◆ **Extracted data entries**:
------------------------
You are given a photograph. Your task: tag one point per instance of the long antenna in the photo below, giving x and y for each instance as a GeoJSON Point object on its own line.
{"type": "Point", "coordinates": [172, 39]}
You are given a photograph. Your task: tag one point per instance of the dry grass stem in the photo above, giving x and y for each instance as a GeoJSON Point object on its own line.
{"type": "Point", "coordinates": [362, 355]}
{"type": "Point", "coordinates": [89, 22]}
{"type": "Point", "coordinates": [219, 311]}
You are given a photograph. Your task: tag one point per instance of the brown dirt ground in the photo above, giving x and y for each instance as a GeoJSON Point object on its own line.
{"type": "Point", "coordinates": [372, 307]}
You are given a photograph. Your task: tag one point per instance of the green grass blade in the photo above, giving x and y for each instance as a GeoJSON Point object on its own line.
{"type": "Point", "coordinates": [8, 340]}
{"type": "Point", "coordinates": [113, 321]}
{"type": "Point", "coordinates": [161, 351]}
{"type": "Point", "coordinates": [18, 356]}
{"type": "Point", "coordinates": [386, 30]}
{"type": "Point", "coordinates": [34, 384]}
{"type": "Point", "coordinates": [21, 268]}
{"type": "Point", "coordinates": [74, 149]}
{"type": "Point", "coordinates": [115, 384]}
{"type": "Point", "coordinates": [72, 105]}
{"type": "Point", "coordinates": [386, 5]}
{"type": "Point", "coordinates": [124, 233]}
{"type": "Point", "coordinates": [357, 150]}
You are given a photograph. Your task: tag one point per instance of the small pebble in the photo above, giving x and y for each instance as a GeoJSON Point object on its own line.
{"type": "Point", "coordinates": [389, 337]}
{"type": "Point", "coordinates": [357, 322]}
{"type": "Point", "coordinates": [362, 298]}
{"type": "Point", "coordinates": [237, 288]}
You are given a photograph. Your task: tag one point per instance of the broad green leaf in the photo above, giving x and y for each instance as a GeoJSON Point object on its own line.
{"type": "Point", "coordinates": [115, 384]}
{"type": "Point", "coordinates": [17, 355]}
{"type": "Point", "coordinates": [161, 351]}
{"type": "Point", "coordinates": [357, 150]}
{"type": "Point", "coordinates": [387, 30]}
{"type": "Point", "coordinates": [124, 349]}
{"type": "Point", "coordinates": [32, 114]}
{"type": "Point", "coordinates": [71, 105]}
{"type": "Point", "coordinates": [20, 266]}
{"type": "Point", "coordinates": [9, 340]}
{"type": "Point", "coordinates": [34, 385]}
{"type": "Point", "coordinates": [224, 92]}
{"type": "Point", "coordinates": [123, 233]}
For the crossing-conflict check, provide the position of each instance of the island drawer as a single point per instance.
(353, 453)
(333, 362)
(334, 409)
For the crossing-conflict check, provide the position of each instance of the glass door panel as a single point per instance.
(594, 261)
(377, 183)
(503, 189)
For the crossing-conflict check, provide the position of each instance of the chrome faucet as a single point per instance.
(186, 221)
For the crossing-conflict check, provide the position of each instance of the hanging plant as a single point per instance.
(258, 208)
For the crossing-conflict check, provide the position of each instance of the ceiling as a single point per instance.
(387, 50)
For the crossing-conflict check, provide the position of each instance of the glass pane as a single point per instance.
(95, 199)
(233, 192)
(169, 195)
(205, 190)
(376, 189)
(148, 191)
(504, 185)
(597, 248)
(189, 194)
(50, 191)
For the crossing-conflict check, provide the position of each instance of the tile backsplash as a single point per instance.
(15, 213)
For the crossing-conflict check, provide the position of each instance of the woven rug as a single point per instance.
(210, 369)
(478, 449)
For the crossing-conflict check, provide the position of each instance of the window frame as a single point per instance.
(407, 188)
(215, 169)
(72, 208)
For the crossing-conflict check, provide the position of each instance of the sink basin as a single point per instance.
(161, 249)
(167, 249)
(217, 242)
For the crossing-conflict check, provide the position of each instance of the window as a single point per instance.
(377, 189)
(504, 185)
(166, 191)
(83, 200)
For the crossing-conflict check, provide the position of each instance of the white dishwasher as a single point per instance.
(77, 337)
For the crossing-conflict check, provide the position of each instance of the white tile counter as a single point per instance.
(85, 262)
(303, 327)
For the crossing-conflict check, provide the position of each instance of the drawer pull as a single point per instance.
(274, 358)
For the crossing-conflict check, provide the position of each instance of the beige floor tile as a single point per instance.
------------------------
◆ **INSTRUCTIONS TO FOLLOW**:
Return the records in full. Omit nothing.

◆ **WRITTEN RESPONSE**:
You are given a photograph. Your task: tag one point per instance of the long antenna in the photo below, giving x and y for each instance as a GeoJSON Point object on its own line.
{"type": "Point", "coordinates": [172, 39]}
You are given a photograph. Your task: tag one point per instance of the dry grass stem in the photo above, giving x and y for each instance as a GeoJSON Point object on its own line.
{"type": "Point", "coordinates": [362, 355]}
{"type": "Point", "coordinates": [89, 22]}
{"type": "Point", "coordinates": [219, 311]}
You are given a photograph. Your task: tag one point per instance of the brown dirt ground in the photo above, giving x and y for each instance as a GeoJSON Point object on its own line.
{"type": "Point", "coordinates": [372, 307]}
You are given a photograph. Your task: tag one point per instance of the green grass blade in the photo above, giving x and y for each instance as a GeoJSON Point object on its own line.
{"type": "Point", "coordinates": [8, 340]}
{"type": "Point", "coordinates": [113, 321]}
{"type": "Point", "coordinates": [161, 351]}
{"type": "Point", "coordinates": [18, 356]}
{"type": "Point", "coordinates": [386, 30]}
{"type": "Point", "coordinates": [34, 384]}
{"type": "Point", "coordinates": [21, 268]}
{"type": "Point", "coordinates": [74, 149]}
{"type": "Point", "coordinates": [115, 384]}
{"type": "Point", "coordinates": [72, 105]}
{"type": "Point", "coordinates": [386, 5]}
{"type": "Point", "coordinates": [124, 233]}
{"type": "Point", "coordinates": [357, 150]}
You are given a photograph. Your task: tag one point per instance of the small pebble in the photo above, giving x and y for each instance as a GeoJSON Point object on its own line.
{"type": "Point", "coordinates": [389, 337]}
{"type": "Point", "coordinates": [357, 322]}
{"type": "Point", "coordinates": [362, 298]}
{"type": "Point", "coordinates": [237, 288]}
You are given a photograph. Your task: tag one point per instance of the broad green leaf in the photo above, giving x and y for each instance as a GeoJSON Point object on its own line.
{"type": "Point", "coordinates": [115, 384]}
{"type": "Point", "coordinates": [17, 355]}
{"type": "Point", "coordinates": [161, 351]}
{"type": "Point", "coordinates": [357, 150]}
{"type": "Point", "coordinates": [387, 30]}
{"type": "Point", "coordinates": [124, 349]}
{"type": "Point", "coordinates": [32, 114]}
{"type": "Point", "coordinates": [71, 105]}
{"type": "Point", "coordinates": [20, 266]}
{"type": "Point", "coordinates": [9, 340]}
{"type": "Point", "coordinates": [34, 385]}
{"type": "Point", "coordinates": [224, 92]}
{"type": "Point", "coordinates": [123, 233]}
For the crossing-conflict check, provide the position of each instance of the island drawer as a single point per instance.
(353, 453)
(333, 362)
(334, 409)
For the crossing-conflict check, provide the position of each instance of the glass door panel as a single point per instance.
(594, 261)
(377, 183)
(503, 189)
For the crossing-conflict check, provide the position of each instance of the chrome faucet as a single point per instance.
(186, 221)
For the crossing-conflict check, provide the position of each instance of the hanging plant as a single point per instance.
(258, 208)
For the crossing-conflict check, provide the position of each instance of the ceiling as a single point per instance.
(387, 50)
For the crossing-conflict check, provide the position of each instance of the glass pane as a single point per instance.
(95, 199)
(233, 192)
(169, 195)
(205, 190)
(376, 189)
(148, 191)
(504, 185)
(597, 248)
(189, 194)
(50, 191)
For the crossing-conflict check, provide the position of each instance of the tile backsplash as a single point per instance.
(15, 213)
For the crossing-conflict check, provide the position of each instance of the woven rug as a single point per instance.
(210, 369)
(478, 449)
For the crossing-conflict check, provide the position of each instance of the window frame as a single point per instance.
(407, 188)
(215, 169)
(72, 208)
For the crossing-conflict check, provide the position of each instance of the sink basin as a single point per instance.
(161, 249)
(167, 249)
(217, 242)
For the crossing-conflict check, provide the position of each instance of the window as a single point per instance.
(377, 189)
(504, 185)
(166, 191)
(83, 200)
For the crossing-conflict check, provide the position of each instance of the white dishwasher as a single point per instance.
(77, 337)
For the crossing-conflict check, provide the position of each instance of the white tile counter as a single point per instance.
(85, 262)
(303, 327)
For the crossing-conflict check, provide the position of each instance of the drawer pull as a single point per instance.
(274, 358)
For the crossing-conflict check, provide the position of each instance of the beige floor tile as a single point per instance.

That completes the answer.